__Text__.

In the early 90s, they printed a “Marvel Milestone Edition” of this issue, so I finally got to read it. I later secured an original copy just out of some weird desire for completion. This will be my first time through the original. Let’s get to it.
So. The Jackal has just revealed himself as Professor Miles Warren. Which immediately casts every appearance by The Jackal in a strange light. This criminal mastermind who manipulated a raft of Spidey’s foes into help him, this weird prankster characters that often bounded around like a 4-legged animal… is an elderly professor? Still reeling from the drugs in Jackal’s claws, Spidey does what he does best and relives last issue for us, then passes out. He wakes up in an abandoned building, strapped to a table next to Ned.
The Jackal calls Spidey murderer again, and that sets him off, and then… The Jackal proceeds to just wipe the floor with him.
After beating Spidey into submission, Warren helpfully recaps his whole deal for Spidey and us. How he was taken with Gwen from the moment he saw her. He says he felt a fatherly need to protect her, but we’re not buying that, are we? Then she died, and he was shattered. So when his assistant, the aforementioned Anthony Serba, told him their cloning project had succeeded in creating a cloned frog, Warren remembered the tissue samples he’d taken from his students, and gave some to Serba to try next.

__Given records__.
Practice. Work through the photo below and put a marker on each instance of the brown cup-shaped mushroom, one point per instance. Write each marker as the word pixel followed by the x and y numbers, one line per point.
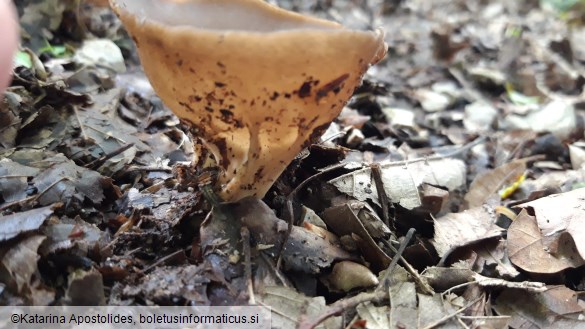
pixel 257 83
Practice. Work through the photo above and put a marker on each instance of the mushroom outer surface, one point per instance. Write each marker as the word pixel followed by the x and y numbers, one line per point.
pixel 256 83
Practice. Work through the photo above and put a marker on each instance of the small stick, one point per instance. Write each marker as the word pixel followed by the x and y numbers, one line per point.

__Required actions__.
a: Translate this sentence from the comic review into Spanish: "He wakes up in an abandoned building, strapped to a table next to Ned."
b: Rescale all of the records: reproduce every line, including the requests. Multiply each x and y coordinate in the answers by 2.05 and round to the nearest whole number, with halves rounded up. Omit the pictures.
The text and the records were drawn from separate sources.

__Results by task__.
a: Se despierta en un edificio abandonado, atado a una mesa junto a Ned.

b:
Practice. Work through the photo below and put a marker on each instance of the brown cup-shaped mushroom, one point per instance. Write each marker as the word pixel followed by the x and y numbers, one line per point.
pixel 527 170
Practice. Work through the photo above and put a marker on each instance of the mushroom outer surface, one point per instance. Write each marker as the word pixel followed by the x and y numbers, one line per point.
pixel 525 170
Practice. Work through the photo above and put a marker on each instance of the small stick, one point per instance. Write each marker as the word pixel followed by the x and y numbers, one line per point.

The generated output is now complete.